→ WORKING DATA

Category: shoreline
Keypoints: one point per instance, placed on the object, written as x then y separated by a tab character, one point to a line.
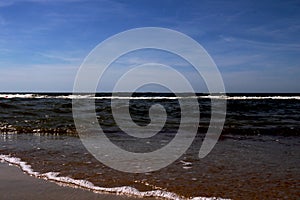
16	184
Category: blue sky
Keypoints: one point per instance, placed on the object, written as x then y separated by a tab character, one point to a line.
255	44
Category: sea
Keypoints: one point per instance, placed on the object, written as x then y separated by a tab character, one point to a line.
257	155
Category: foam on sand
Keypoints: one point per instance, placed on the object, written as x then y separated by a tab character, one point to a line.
67	181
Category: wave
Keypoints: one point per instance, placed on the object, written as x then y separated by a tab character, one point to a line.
81	96
67	181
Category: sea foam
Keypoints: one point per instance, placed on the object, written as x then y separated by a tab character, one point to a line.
67	181
81	96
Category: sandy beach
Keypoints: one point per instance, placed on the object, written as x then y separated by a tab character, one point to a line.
15	184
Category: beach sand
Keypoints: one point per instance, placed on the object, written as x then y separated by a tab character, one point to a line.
15	184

→ AIM OF THE EXERCISE
Reproduce all of the items above, substituting "Class" for every "Category" and keeping everything else unchanged. Leave out the picture.

→ RIGHT ANSWER
Class: shoreline
Keypoints: one point per instance, placed on the object, written as x then y separated by a tab character, one point to a line.
16	184
Class: blue sky
Keypoints: one point per instance, placed on the object, written as x then y separated by a tab character, one point to a line.
255	44
Class: sea
Keypoints: one point per instance, placed on the object, written as x then y separated by a tab character, one point to a line.
257	155
Class: foam on sand
Keypoints: one point per instance, placed on the object, written as x then y separated by a tab character, one point to a line.
67	181
Class: wave
Keypoints: one point per instance, placed on the object, written as x then y separated by a tab character, one point to a line.
81	96
67	181
Class: sea foam
Keypoints: one point per instance, placed on the object, written as x then y separated by a tab character, one point to a line.
67	181
81	96
Class: sandy beach
Keypoints: one point per instance, placed on the object, written as x then y separated by a tab character, one point to a line.
15	184
Class: beach sand
Keypoints: one point per instance, placed on the object, written as x then y separated by a tab character, one point to a line.
15	184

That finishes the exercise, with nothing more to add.